═══ Quoted passage

# Number of members



## marc777 (Mar 18, 2006)

We're defo going to join theTTOC. 

Notice on the webpage that there 39 members yet many seem to support a sig with a membership reference much higher. 

How many members are there? :?

Aplogies if I'm being thick. 

2 bottles of red wine on a Friday night doesn't help. :roll: :roll:

And its only 9.30pm. :roll:

Ah well - here's for the hatrick. :wink:

Marc


----------



## Leg (Jan 11, 2006)

About 400 active I believe altho someone better informed will be along to confirm no doubt.

39 is the number of people signed up to the new website which was only launched a day or so ago m8. A misundestanding that didnt occur to us and I appreciate you pointing out, albeit by accident.


----------



## marc777 (Mar 18, 2006)

Thanks for that Leg. 

MARC


----------



## nutts (May 8, 2002)

Hi Marc

I'm in Oxfordshire also! Where abouts are you?

Fi, the nearest Rep meets are probably South (NaughTTy) and West Midlands (Yogibear).

We've recently sold our 925th membership, but magazine distribution time is always a hive of memberhip expiry's  Members realising that they have expired and won't get the latest mag, so they renew  We've sent about 180 renewal reminders over the last week or so, so we'll be busy over the next couple of weeks, but not too busy to send you a membership pack  I'll look out for your membership :wink:


----------



## NaughTTy (Jul 9, 2003)

nutts said:


> Hi Marc
> 
> I'm in Oxfordshire also! Where abouts are you?
> 
> Fi, the nearest Rep meets are probably South (NaughTTy)


....and you still haven't made it to one of my meets Mark :roll: :wink:

one day......


----------

══════
═══ Data section

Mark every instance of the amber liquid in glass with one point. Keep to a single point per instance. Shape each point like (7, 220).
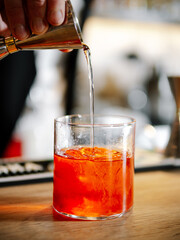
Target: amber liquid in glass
(93, 182)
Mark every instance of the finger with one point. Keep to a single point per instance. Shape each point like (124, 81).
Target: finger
(37, 16)
(16, 19)
(56, 12)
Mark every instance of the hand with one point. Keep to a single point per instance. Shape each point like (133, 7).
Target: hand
(22, 17)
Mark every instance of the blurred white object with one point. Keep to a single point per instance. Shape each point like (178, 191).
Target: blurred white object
(153, 138)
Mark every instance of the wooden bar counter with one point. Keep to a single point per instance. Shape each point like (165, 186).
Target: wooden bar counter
(26, 213)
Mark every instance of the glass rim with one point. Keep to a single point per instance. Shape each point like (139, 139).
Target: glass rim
(62, 119)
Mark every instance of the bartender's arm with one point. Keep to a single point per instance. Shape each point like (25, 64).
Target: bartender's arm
(22, 17)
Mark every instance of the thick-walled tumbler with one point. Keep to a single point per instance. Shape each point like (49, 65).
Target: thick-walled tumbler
(93, 166)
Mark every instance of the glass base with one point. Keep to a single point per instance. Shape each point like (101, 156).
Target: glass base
(93, 218)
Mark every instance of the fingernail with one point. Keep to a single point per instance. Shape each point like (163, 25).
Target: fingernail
(56, 17)
(38, 25)
(20, 31)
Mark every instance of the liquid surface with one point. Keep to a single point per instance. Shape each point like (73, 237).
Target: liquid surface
(93, 182)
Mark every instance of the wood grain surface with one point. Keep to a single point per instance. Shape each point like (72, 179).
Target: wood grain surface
(26, 213)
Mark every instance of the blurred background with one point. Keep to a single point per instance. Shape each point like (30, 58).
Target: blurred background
(134, 47)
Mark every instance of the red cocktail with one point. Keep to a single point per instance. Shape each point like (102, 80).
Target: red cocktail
(93, 182)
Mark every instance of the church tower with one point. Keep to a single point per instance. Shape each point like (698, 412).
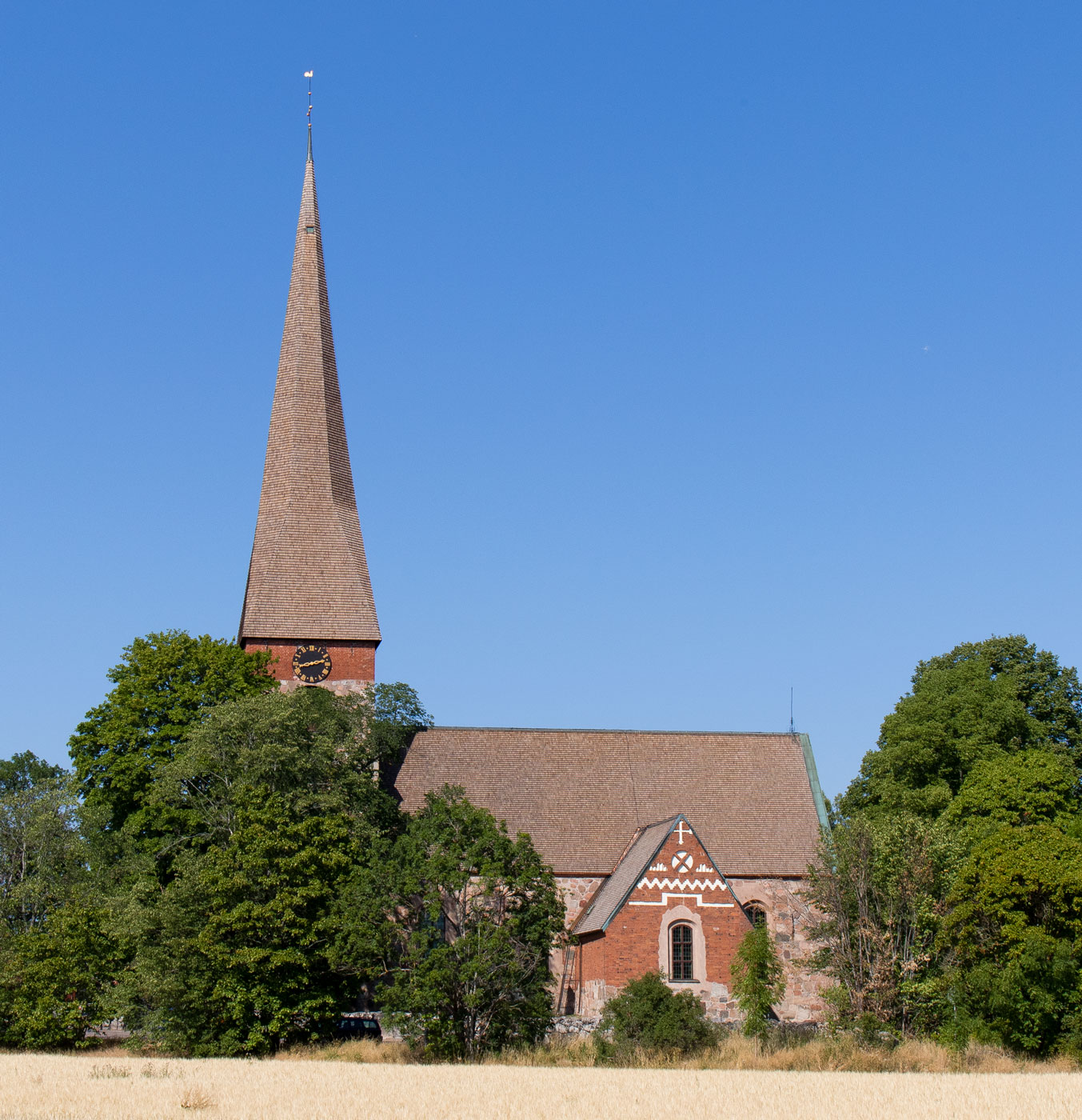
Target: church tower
(308, 597)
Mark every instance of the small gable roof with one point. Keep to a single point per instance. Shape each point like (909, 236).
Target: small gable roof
(613, 893)
(579, 794)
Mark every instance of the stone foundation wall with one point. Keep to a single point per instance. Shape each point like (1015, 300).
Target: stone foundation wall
(786, 918)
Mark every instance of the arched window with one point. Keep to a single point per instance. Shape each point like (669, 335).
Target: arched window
(680, 954)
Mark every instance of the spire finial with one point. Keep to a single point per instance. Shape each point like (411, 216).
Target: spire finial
(308, 74)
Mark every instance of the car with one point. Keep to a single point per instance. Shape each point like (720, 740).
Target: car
(354, 1025)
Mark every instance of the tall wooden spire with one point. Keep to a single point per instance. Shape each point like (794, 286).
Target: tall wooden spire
(308, 579)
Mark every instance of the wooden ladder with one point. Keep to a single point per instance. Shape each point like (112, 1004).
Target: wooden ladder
(568, 971)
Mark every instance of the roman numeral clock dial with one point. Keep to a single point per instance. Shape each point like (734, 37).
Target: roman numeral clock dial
(312, 663)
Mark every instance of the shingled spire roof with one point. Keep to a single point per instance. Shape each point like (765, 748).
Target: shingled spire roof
(308, 576)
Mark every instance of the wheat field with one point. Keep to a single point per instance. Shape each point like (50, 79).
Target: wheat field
(120, 1086)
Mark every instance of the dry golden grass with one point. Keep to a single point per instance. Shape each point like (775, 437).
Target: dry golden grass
(818, 1055)
(42, 1086)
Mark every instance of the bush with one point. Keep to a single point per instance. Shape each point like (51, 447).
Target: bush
(649, 1014)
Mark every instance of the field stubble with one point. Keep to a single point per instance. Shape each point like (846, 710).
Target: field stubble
(97, 1086)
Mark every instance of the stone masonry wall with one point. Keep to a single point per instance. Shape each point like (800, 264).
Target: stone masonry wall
(786, 918)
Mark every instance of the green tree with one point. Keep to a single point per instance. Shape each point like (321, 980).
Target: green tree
(1015, 930)
(650, 1015)
(972, 705)
(469, 923)
(235, 955)
(237, 942)
(56, 979)
(1024, 789)
(162, 686)
(758, 980)
(42, 853)
(877, 890)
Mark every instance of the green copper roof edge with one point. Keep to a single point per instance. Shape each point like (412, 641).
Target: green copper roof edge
(813, 781)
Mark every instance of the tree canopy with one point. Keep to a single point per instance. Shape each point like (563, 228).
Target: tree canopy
(164, 685)
(949, 892)
(980, 702)
(469, 916)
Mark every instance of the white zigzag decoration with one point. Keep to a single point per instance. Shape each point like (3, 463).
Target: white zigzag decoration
(684, 884)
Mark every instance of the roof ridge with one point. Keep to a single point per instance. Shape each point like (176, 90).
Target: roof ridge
(612, 730)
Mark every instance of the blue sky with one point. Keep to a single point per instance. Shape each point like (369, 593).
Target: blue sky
(690, 352)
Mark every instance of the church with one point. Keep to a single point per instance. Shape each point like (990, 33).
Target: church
(667, 846)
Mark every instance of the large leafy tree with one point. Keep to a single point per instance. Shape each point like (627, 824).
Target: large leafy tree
(1015, 933)
(58, 961)
(464, 918)
(1028, 787)
(42, 851)
(877, 890)
(980, 702)
(235, 942)
(164, 686)
(56, 979)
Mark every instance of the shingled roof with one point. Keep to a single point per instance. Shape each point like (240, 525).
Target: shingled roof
(308, 576)
(609, 896)
(579, 794)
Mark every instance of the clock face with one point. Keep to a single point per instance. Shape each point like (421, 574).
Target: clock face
(312, 663)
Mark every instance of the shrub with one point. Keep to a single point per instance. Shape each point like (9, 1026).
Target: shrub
(649, 1014)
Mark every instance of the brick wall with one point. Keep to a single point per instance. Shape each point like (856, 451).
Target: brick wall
(681, 887)
(786, 918)
(637, 938)
(353, 663)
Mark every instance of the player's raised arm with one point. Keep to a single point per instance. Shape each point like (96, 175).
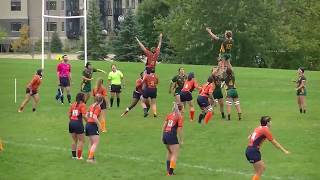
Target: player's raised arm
(213, 36)
(279, 146)
(141, 45)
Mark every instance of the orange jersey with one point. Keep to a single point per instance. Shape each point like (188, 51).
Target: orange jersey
(94, 112)
(190, 85)
(206, 89)
(150, 80)
(77, 111)
(259, 135)
(173, 122)
(102, 91)
(35, 83)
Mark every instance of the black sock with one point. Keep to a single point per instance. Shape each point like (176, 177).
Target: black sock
(168, 165)
(61, 98)
(118, 102)
(111, 102)
(74, 154)
(69, 98)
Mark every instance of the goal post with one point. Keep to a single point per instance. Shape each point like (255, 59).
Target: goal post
(44, 16)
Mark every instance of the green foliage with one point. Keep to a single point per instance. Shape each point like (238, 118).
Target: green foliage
(95, 37)
(56, 44)
(22, 44)
(124, 45)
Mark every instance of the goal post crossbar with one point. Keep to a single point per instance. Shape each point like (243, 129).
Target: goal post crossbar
(84, 16)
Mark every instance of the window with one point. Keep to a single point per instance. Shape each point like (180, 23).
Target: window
(15, 26)
(51, 26)
(15, 5)
(51, 5)
(133, 4)
(62, 26)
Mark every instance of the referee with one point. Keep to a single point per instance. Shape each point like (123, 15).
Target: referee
(115, 79)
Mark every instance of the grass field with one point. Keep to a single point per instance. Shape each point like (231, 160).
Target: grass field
(37, 145)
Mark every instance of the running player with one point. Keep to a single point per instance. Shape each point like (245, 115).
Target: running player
(32, 91)
(87, 78)
(232, 94)
(255, 141)
(64, 79)
(93, 126)
(204, 99)
(100, 90)
(137, 96)
(77, 113)
(152, 57)
(225, 49)
(176, 84)
(115, 80)
(301, 90)
(173, 136)
(186, 93)
(217, 93)
(150, 81)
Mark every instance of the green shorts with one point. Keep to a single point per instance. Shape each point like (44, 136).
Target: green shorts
(302, 92)
(217, 93)
(232, 93)
(225, 56)
(86, 87)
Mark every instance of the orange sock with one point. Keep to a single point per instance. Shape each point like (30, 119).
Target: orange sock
(191, 115)
(255, 177)
(103, 124)
(207, 117)
(91, 154)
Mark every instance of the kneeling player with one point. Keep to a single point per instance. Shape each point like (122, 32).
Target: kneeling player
(93, 126)
(255, 141)
(205, 94)
(172, 136)
(77, 113)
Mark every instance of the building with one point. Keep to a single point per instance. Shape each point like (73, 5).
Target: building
(15, 13)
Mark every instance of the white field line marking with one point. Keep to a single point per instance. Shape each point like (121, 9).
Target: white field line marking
(220, 170)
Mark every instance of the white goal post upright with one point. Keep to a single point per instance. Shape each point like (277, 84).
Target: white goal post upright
(84, 16)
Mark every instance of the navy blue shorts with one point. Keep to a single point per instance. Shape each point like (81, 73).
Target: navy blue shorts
(203, 101)
(64, 82)
(92, 129)
(253, 154)
(169, 138)
(150, 93)
(33, 92)
(115, 88)
(136, 95)
(76, 127)
(185, 96)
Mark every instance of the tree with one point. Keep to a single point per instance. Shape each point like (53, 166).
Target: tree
(95, 37)
(56, 44)
(124, 45)
(22, 44)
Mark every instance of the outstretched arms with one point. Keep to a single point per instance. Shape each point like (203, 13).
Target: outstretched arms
(213, 36)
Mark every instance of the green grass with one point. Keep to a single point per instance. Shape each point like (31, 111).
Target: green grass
(37, 144)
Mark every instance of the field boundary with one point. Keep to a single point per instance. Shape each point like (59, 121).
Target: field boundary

══════

Required tasks
1 – Rewrite the forum thread from "Fi, the nearest Rep meets are probably South (NaughTTy) and" to "(Jul 9, 2003)", switching "renewal reminders" to "expiry notices".
2 – Report every line of the records that contains the word "golden".
The forum thread and the records come from unrelated sources.

Response list
1 –
Fi, the nearest Rep meets are probably South (NaughTTy) and West Midlands (Yogibear).

We've recently sold our 925th membership, but magazine distribution time is always a hive of memberhip expiry's  Members realising that they have expired and won't get the latest mag, so they renew  We've sent about 180 expiry notices over the last week or so, so we'll be busy over the next couple of weeks, but not too busy to send you a membership pack  I'll look out for your membership :wink:


----------



## NaughTTy (Jul 9, 2003)

2 –
Mark every instance of the dry golden grass with one point. Keep to a single point per instance. Shape each point like (775, 437).
Target: dry golden grass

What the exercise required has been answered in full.